"The Ballad of the Lonesome Cowboy" is a song written and composed by Randy Newman, and performed by Chris Stapleton, for the soundtrack of the Disney/Pixar feature film Toy Story 4. The song was released as a single on June 5, 2019, and was met with a positive reception from critics.

Background and composition
Randy Newman, known for his work as composer and songwriter on the Toy Story films, was confirmed to be returning for Toy Story 4. "The Ballad of the Lonesome Cowboy", the film's main single, written by Newman and performed by Chris Stapleton, was revealed and released on June 5, 2019. The song is performed through the perspective of Sheriff Woody, the film's main character, because, according to Newman, "[Woody] feels like he was a lonesome cowboy until someone comes along and changes his world." Newman was particularly pleased by the fact that Stapleton performs the song, while Stapleton felt that "[i]t's a tremendous honor to get to sing a Randy Newman song in what is without question one of the most iconic animated franchises in history.

Music video
On June 5, 2019, a lyric video of the song was released. On June 26, 2019, a YouTube channel called FANIMATOR released another music video of the song. In this version, FANIMATOR played scenes from the first three Toy Story films and arranged them to fit the song. The scenes were picked to represent the themes of loneliness and friendship.

★ ★ ★ ★ ★

SHORT PROBLEM 1:
In the passage about the song, switch "Sheriff Woody" to "Woody the cowboy" and give the part from "Background and composition" up to and including "franchises in history.".

SUPPLIED DATA:
★ ★ ★ ★ ★

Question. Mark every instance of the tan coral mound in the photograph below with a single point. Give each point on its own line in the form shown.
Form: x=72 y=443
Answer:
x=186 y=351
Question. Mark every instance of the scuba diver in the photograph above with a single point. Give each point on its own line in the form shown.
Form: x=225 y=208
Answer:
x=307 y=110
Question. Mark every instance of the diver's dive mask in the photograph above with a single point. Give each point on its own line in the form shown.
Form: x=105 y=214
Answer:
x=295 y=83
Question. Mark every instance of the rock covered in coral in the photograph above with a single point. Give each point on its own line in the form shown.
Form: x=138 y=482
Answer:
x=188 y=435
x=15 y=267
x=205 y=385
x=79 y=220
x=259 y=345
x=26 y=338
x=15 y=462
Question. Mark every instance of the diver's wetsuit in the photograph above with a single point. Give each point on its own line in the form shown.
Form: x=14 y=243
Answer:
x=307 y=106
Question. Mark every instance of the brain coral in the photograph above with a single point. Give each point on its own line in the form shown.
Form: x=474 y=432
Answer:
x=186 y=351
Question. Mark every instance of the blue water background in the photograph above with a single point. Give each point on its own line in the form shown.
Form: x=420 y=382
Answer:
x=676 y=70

★ ★ ★ ★ ★

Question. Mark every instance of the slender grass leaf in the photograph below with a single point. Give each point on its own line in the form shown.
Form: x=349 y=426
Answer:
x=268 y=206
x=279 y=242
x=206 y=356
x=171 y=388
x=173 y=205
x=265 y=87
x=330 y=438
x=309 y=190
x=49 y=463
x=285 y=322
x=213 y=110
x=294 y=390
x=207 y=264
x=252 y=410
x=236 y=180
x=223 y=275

★ ★ ★ ★ ★

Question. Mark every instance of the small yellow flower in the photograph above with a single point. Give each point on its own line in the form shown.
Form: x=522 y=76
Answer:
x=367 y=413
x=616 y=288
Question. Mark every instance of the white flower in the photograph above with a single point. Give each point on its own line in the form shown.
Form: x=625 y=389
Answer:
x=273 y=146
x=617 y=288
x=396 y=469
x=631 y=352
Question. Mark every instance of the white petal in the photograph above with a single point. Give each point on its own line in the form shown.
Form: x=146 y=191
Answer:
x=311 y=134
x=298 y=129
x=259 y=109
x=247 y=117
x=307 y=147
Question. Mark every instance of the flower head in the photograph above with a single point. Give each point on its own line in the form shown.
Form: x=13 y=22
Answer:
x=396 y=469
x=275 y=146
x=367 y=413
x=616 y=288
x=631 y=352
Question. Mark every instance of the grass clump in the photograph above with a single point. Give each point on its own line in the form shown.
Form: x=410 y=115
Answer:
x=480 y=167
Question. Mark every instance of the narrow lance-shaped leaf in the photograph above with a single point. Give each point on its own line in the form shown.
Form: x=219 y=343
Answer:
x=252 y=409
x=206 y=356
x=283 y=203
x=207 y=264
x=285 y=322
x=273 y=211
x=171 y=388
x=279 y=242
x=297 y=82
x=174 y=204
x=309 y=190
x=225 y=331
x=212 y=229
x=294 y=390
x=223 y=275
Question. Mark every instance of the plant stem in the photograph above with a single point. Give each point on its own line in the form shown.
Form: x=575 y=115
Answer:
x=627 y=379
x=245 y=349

★ ★ ★ ★ ★

SHORT PROBLEM 2:
Output the lines of the entries from the line with "Question. Mark every instance of the white flower" up to and including the line with "x=480 y=167", reproducing each one exactly.

FINAL ANSWER 1:
Background and composition
Randy Newman, known for his work as composer and songwriter on the Toy Story films, was confirmed to be returning for Toy Story 4. "The Ballad of the Lonesome Cowboy", the film's main single, written by Newman and performed by Chris Stapleton, was revealed and released on June 5, 2019. The song is performed through the perspective of Woody the cowboy, the film's main character, because, according to Newman, "[Woody] feels like he was a lonesome cowboy until someone comes along and changes his world." Newman was particularly pleased by the fact that Stapleton performs the song, while Stapleton felt that "[i]t's a tremendous honor to get to sing a Randy Newman song in what is without question one of the most iconic animated franchises in history.

FINAL ANSWER 2:
Question. Mark every instance of the white flower in the photograph above with a single point. Give each point on its own line in the form shown.
Form: x=625 y=389
Answer:
x=273 y=146
x=617 y=288
x=396 y=469
x=631 y=352
Question. Mark every instance of the white petal in the photograph above with a single point. Give each point on its own line in the form shown.
Form: x=146 y=191
Answer:
x=311 y=134
x=298 y=129
x=259 y=109
x=247 y=117
x=307 y=147
Question. Mark every instance of the flower head in the photograph above with a single point. Give each point on its own line in the form shown.
Form: x=13 y=22
Answer:
x=396 y=469
x=275 y=146
x=367 y=413
x=616 y=288
x=631 y=352
Question. Mark every instance of the grass clump in the photograph above with a single point. Give each point on its own line in the form shown.
Form: x=410 y=115
Answer:
x=480 y=167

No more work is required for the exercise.